══ Text block

What’s Really in that Fruitcake? Food Allergy Safety During the Holidays

For 15 million Americans with a serious food allergy or food-related medical condition like celiac disease, eating dishes prepared by others can be stressful. Whether dining out, eating at work parties, or celebrating with friends, the lack of understanding around food allergies and conditions by the general public is infuriating. (NO! I can’t just take the bun off the burger.)

Even when allergens are declared by those who mean well, the fear of cross-contact can be a risk not worth taking to anyone with severe peanut or shellfish allergies. Feeling alone and “excluded” because you won’t try the decadent treats at a party is all too common during the holidays. To make the situation worse, there’s also the added guilt of knowing that a friend tried to make something just for you, but he may not understand the necessity of a clean prep area.

Label Your Allergens

Food allergies have become so prevalent that they now affect 1 in 13 children. As you can imagine, the holidays are a scary time for those with life-threatening sensitivities – and even more so when some are embarrassed to speak up and ask what an item contains. To try and decrease avoidable accidents, we want to be there for those needing the extra caution this season at dinner parties, bake swaps, and snack times.

════
══ Material shown

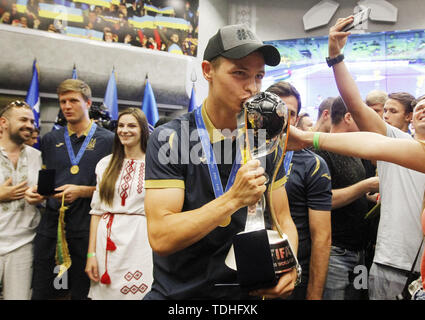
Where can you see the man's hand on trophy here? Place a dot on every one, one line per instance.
(338, 38)
(249, 184)
(283, 289)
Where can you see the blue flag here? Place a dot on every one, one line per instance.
(33, 98)
(192, 102)
(74, 73)
(111, 97)
(149, 106)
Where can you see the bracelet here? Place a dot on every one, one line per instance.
(316, 140)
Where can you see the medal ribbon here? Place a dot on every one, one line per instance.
(287, 161)
(211, 161)
(76, 159)
(62, 256)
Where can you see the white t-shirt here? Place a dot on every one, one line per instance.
(18, 219)
(399, 232)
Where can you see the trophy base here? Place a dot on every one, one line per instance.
(253, 260)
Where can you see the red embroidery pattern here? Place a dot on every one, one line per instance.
(126, 180)
(141, 178)
(133, 288)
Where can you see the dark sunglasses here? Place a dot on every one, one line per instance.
(14, 104)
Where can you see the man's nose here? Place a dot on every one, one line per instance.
(253, 87)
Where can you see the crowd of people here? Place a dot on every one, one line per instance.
(112, 23)
(135, 215)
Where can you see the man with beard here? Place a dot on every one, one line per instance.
(19, 166)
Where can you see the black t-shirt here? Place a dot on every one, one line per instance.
(349, 227)
(308, 187)
(55, 156)
(174, 160)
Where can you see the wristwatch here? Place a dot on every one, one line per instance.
(333, 61)
(299, 272)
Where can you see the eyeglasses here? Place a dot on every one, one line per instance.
(14, 104)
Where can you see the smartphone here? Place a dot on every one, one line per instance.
(359, 18)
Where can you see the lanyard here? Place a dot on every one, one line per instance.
(76, 159)
(211, 161)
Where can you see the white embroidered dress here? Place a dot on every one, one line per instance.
(129, 265)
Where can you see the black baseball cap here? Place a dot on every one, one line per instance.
(238, 41)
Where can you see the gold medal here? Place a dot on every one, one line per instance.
(74, 169)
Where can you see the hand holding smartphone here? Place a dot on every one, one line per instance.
(359, 18)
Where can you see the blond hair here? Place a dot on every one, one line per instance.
(75, 85)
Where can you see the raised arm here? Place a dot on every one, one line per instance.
(366, 145)
(366, 118)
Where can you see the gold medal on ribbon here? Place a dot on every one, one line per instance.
(74, 169)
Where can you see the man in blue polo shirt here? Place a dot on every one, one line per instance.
(73, 151)
(190, 225)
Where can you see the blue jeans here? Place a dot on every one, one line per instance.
(339, 281)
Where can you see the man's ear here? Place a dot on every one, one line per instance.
(3, 122)
(348, 118)
(207, 69)
(88, 102)
(325, 114)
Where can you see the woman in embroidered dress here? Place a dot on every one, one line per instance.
(119, 259)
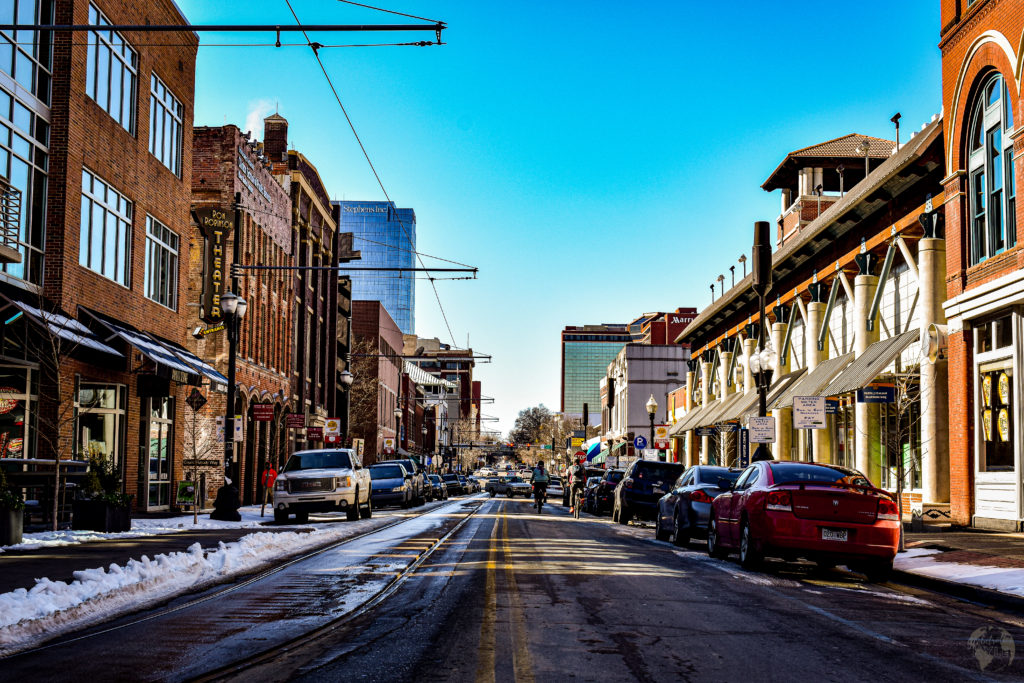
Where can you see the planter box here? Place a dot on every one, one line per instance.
(11, 522)
(99, 516)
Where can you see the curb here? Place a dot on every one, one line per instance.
(984, 596)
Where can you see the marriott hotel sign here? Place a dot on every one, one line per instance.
(216, 224)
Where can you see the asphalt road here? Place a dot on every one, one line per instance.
(508, 595)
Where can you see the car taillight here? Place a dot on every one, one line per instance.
(779, 500)
(700, 497)
(888, 510)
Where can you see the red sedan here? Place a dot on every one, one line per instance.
(826, 513)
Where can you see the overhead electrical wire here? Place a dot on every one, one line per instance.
(366, 155)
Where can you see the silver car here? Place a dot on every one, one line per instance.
(323, 480)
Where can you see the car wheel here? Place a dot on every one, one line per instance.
(750, 554)
(680, 538)
(714, 549)
(879, 571)
(658, 532)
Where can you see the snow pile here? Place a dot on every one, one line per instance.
(53, 606)
(922, 561)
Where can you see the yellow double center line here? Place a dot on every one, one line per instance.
(522, 668)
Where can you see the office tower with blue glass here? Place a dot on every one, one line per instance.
(386, 238)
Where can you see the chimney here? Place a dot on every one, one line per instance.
(275, 137)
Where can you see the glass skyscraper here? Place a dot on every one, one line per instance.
(386, 238)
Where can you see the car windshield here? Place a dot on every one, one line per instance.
(657, 471)
(318, 460)
(811, 472)
(387, 472)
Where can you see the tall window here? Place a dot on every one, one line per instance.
(990, 169)
(105, 231)
(165, 125)
(28, 55)
(161, 263)
(112, 73)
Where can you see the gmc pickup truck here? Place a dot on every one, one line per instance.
(323, 480)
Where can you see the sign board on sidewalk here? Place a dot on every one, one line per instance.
(744, 447)
(808, 412)
(878, 392)
(762, 430)
(263, 412)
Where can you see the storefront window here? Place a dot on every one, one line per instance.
(99, 417)
(996, 417)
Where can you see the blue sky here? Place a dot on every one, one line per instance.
(595, 160)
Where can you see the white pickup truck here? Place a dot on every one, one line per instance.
(323, 480)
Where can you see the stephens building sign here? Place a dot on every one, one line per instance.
(216, 224)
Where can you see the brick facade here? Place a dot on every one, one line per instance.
(976, 41)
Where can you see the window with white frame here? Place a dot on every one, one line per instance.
(161, 263)
(105, 229)
(112, 72)
(991, 188)
(165, 125)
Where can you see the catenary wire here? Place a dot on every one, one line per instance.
(351, 126)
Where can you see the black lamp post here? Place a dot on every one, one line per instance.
(235, 309)
(762, 364)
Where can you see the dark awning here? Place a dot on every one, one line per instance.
(876, 358)
(173, 361)
(54, 322)
(813, 382)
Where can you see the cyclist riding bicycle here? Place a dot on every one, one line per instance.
(541, 480)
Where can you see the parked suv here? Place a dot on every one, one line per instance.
(642, 486)
(422, 491)
(323, 480)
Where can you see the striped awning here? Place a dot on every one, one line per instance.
(871, 363)
(813, 382)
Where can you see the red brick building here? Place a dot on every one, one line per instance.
(101, 156)
(982, 47)
(226, 163)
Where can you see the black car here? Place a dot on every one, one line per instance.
(390, 484)
(454, 484)
(604, 494)
(421, 488)
(438, 485)
(643, 484)
(684, 511)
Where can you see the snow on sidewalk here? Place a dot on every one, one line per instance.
(28, 616)
(139, 528)
(923, 561)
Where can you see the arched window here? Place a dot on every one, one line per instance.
(990, 172)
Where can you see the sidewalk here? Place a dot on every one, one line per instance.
(986, 566)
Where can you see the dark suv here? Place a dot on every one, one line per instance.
(422, 491)
(643, 484)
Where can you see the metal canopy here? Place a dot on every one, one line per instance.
(812, 383)
(870, 364)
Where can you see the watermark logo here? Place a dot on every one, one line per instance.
(993, 647)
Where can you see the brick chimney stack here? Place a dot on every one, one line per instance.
(275, 137)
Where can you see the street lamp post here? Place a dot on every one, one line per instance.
(762, 364)
(651, 410)
(235, 309)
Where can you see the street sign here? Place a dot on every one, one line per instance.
(877, 392)
(263, 412)
(744, 447)
(196, 399)
(808, 412)
(762, 430)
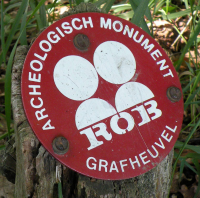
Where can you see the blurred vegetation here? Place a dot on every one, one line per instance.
(22, 20)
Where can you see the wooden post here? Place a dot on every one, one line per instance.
(38, 173)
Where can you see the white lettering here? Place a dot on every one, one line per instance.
(49, 47)
(113, 166)
(126, 29)
(122, 165)
(34, 87)
(74, 25)
(87, 22)
(163, 66)
(48, 126)
(36, 106)
(93, 167)
(60, 32)
(137, 40)
(161, 145)
(153, 109)
(154, 156)
(40, 57)
(143, 158)
(102, 131)
(68, 29)
(104, 24)
(114, 123)
(173, 130)
(143, 114)
(92, 139)
(165, 136)
(156, 53)
(55, 39)
(146, 46)
(33, 63)
(134, 162)
(104, 164)
(169, 74)
(39, 114)
(34, 77)
(115, 23)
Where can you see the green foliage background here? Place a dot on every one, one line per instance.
(36, 14)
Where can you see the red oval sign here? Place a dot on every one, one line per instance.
(112, 93)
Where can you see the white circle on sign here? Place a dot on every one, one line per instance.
(75, 77)
(114, 62)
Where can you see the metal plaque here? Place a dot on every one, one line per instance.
(102, 96)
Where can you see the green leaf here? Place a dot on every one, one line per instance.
(15, 24)
(187, 87)
(126, 15)
(8, 72)
(99, 3)
(2, 33)
(60, 195)
(139, 12)
(191, 97)
(2, 147)
(23, 39)
(183, 147)
(179, 145)
(196, 163)
(122, 7)
(188, 45)
(176, 14)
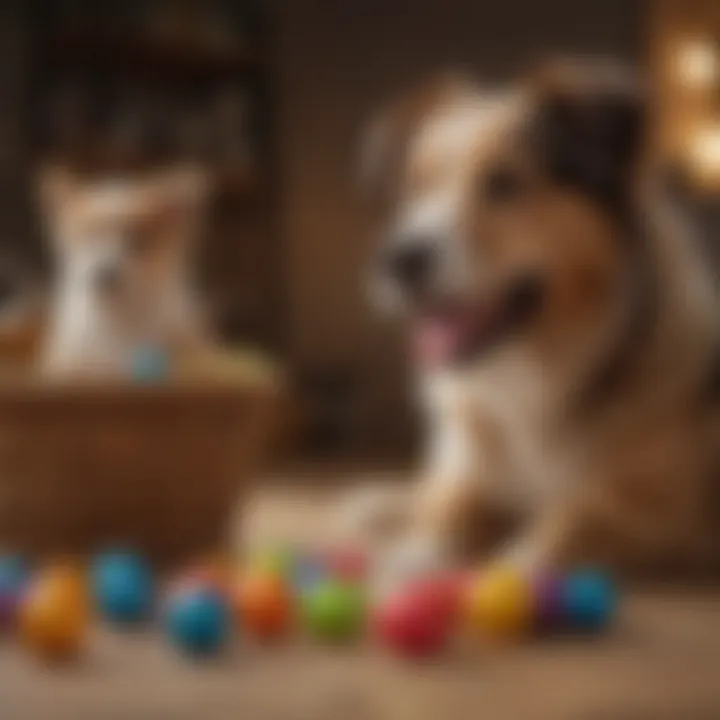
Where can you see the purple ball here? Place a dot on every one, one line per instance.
(547, 600)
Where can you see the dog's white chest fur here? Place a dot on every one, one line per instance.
(484, 427)
(90, 336)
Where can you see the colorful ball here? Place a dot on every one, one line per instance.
(414, 622)
(334, 610)
(123, 587)
(197, 620)
(444, 592)
(499, 604)
(264, 605)
(13, 580)
(589, 600)
(54, 614)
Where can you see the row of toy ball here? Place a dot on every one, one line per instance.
(51, 609)
(499, 603)
(279, 591)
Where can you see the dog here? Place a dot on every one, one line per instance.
(122, 249)
(564, 324)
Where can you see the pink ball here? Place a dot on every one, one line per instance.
(414, 623)
(444, 592)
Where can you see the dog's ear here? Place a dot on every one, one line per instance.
(385, 140)
(588, 126)
(178, 196)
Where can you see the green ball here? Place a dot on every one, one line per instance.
(334, 611)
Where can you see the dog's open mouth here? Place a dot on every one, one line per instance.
(452, 332)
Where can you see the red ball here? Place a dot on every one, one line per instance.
(414, 623)
(444, 592)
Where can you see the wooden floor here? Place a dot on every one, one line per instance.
(660, 662)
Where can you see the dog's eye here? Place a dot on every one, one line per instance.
(502, 184)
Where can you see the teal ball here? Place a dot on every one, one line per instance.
(14, 576)
(149, 364)
(123, 587)
(589, 600)
(197, 620)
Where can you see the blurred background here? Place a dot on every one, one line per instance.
(272, 97)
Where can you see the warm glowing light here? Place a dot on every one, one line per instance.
(698, 64)
(705, 153)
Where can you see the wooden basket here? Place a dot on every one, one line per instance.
(158, 468)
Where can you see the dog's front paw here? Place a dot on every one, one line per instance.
(371, 513)
(412, 558)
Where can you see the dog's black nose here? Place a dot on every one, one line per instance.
(108, 280)
(411, 262)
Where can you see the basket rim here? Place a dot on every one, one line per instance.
(36, 392)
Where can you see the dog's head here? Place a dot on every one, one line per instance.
(507, 214)
(125, 237)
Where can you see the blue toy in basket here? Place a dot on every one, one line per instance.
(149, 364)
(197, 620)
(123, 587)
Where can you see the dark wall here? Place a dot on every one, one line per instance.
(337, 62)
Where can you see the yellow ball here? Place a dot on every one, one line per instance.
(499, 603)
(54, 615)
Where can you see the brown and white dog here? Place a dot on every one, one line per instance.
(564, 322)
(122, 249)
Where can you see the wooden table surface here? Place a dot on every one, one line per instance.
(660, 662)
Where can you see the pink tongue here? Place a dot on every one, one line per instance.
(440, 340)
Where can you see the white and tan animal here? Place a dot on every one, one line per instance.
(565, 326)
(122, 249)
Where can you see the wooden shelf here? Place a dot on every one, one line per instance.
(147, 54)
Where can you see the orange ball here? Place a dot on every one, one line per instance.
(55, 613)
(264, 605)
(499, 603)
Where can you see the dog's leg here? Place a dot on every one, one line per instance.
(452, 504)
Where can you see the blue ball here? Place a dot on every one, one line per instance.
(123, 587)
(149, 364)
(197, 620)
(589, 600)
(14, 576)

════

▶ Directions: Could you transcribe the holiday food allergy article above word for word, from its title through its final sentence?

▶ Output for this task:
What’s Really in that Fruitcake? Food Allergy Safety During the Holidays

For 15 million Americans with a serious food allergy or food-related medical condition like celiac disease, eating dishes prepared by others can be stressful. Whether dining out, eating at work parties, or celebrating with friends, the lack of understanding around food allergies and conditions by the general public is infuriating. (NO! I can’t just take the bun off the burger.)

Even when allergens are declared by those who mean well, the fear of cross-contact can be a risk not worth taking to anyone with severe peanut or shellfish allergies. Feeling alone and “excluded” because you won’t try the decadent treats at a party is all too common during the holidays. To make the situation worse, there’s also the added guilt of knowing that a friend tried to make something just for you, but he may not understand the necessity of a clean prep area.

Label Your Allergens

Food allergies have become so prevalent that they now affect 1 in 13 children. As you can imagine, the holidays are a scary time for those with life-threatening sensitivities – and even more so when some are embarrassed to speak up and ask what an item contains. To try and decrease avoidable accidents, we want to be there for those needing the extra caution this season at dinner parties, bake swaps, and snack times.